_About this exercise_.
Every entry should be copied exactly, with nothing added or dropped.

_Information_.
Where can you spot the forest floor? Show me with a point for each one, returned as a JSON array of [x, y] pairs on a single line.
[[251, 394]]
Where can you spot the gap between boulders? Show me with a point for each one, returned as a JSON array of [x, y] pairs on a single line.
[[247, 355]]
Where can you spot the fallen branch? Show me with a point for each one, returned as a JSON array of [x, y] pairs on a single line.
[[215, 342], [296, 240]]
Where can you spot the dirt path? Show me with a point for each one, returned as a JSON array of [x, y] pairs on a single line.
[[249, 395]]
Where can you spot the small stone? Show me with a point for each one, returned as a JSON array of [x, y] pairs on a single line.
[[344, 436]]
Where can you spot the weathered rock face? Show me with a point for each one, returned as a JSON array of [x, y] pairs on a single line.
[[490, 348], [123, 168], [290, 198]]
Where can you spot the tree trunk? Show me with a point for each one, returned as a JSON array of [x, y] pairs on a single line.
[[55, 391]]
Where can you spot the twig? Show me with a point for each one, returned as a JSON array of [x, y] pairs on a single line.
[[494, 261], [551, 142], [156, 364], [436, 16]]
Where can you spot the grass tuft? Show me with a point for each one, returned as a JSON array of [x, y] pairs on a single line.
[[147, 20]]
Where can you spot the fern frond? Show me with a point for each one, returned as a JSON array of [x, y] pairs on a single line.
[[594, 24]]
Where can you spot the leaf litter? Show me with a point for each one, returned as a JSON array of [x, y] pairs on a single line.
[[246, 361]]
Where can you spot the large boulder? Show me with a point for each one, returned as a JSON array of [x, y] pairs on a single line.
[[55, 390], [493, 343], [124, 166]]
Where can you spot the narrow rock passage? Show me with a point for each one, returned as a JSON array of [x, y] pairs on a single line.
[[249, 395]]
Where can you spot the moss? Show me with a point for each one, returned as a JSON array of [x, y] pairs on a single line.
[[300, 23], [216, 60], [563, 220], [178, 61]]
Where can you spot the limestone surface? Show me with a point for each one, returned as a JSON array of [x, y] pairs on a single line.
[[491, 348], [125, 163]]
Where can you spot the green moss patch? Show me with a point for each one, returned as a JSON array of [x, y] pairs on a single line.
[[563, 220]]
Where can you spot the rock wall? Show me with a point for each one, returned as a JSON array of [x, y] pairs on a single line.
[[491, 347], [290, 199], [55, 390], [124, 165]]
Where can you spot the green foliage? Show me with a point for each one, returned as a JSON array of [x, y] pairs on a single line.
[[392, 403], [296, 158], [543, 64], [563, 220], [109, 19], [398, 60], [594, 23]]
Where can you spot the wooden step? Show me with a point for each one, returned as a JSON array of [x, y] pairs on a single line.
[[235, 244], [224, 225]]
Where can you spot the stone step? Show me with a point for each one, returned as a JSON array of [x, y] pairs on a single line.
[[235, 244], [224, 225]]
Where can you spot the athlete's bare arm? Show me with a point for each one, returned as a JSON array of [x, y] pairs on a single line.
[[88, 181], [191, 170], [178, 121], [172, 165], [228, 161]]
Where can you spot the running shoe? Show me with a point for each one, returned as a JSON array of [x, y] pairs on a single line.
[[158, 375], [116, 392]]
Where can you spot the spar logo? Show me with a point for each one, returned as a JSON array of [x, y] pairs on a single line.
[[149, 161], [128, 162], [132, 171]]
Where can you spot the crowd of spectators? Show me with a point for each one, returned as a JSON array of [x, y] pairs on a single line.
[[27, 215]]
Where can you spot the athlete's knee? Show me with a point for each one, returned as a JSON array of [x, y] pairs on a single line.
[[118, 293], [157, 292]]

_Response to the exercise_.
Where can you spot the forest floor? Show me with a point for each one, returned as a JSON array of [x, y] pairs on a single line.
[[251, 394]]
Where can you spot the gap between boulders? Show me with a point for each one, returned as a JSON array of [x, y] pairs on a single line.
[[247, 355]]
Where can you spot the fallen branch? Show me with a point for each one, returned as a JSON array of [x, y] pairs on a single line.
[[215, 342], [296, 240]]
Where can you spot the dirt path? Show me with a point for each one, returned as a JSON array of [x, y] pairs on a single line.
[[249, 395]]
Where can you spot the small stone? Show me with a point for each one, returned as a JSON array of [x, y] pairs on a single line.
[[344, 436]]
Where can you spot the weathered rock face? Show me with a point for each one, returned as a JSON array of [x, y] pairs on a single line.
[[490, 348], [123, 168], [290, 198]]
Where can you spot the tree trunk? Show me with a point for each one, returned as a JSON array of [x, y] pairs on a single line.
[[55, 391]]
Where can you spot the twig? Show me with a point for each one, returned as a JSON array of [x, y] pairs on a single line.
[[494, 261], [551, 142], [156, 364], [436, 16]]
Where can you spot the grass tuft? Show me with a point for each one, returned as a JSON array of [x, y] pairs on a single line.
[[147, 20]]
Where can you spot the fern frond? Show me with a point for each one, returned as a JSON array of [x, y] pairs on a single line.
[[594, 24]]
Where can you spot the leaf litter? Show me with a point for each one, returned as a JSON array of [x, y] pairs on a single line.
[[246, 361]]
Where can you spot the large boulder? Show me with a point for each one, returned as a JSON array of [x, y] pairs on a single line.
[[55, 390], [493, 343], [124, 166]]
Where can you spot the narrow rock passage? Show me with a point for each one, returned as a JSON array of [x, y] pairs on a single line.
[[249, 395]]
Where can you spot the moss? Show me with a point for each one, returned as a JSON array of [x, y] pairs on a single line.
[[300, 23], [216, 60], [563, 220], [178, 61]]
Where can you spot the limestone surface? Show me with a point for each one, returned as a JSON array of [x, y] pairs on a single line.
[[491, 348], [125, 163]]
Where can you spot the green moss patch? Show me with a point for each one, returned as a JSON array of [x, y] pairs on a single line.
[[563, 220]]
Where can you spot the rock wall? Show me with a point for each one, returned as a JSON array of [x, y] pairs on a single line.
[[491, 347], [290, 199], [55, 390], [124, 165]]
Where can you spot the green foliage? Show me with a point for each one, returned as a JSON array of [x, y] pairs on a single line.
[[392, 403], [296, 158], [543, 64], [563, 220], [109, 19], [398, 60], [594, 23]]
Where can you spot the wooden step? Show me with a point for each one, returned as a JSON array of [x, y] pairs on a single line.
[[235, 244], [224, 225]]
Where can you spot the stone step? Show me with a point for each one, returned as a JSON array of [x, y] pairs on a single line.
[[235, 244], [224, 225]]
Where can you spot the athlete's bare arm? Show me with a point for each one, returned as a JSON array of [x, y] pairs on a single line.
[[88, 181], [191, 170], [178, 121], [172, 165], [228, 161]]
Where can you spot the running shoe? Show me with a point for each one, returned as a JSON array of [x, y] pairs on a single line.
[[158, 375], [116, 392]]
Where can you spot the spar logo? Show me with a point for each one, returned as a JSON array of [x, y] pairs on a single line.
[[149, 161], [128, 162], [132, 171]]
Where can you spot the crowd of spectators? Show me with a point for each one, returned as a JSON array of [x, y] pairs on a single line.
[[27, 215]]
Where can you spot the athlete's knee? Show me with a point for each one, returned as a JSON array of [x, y] pairs on a single line.
[[118, 293], [157, 292]]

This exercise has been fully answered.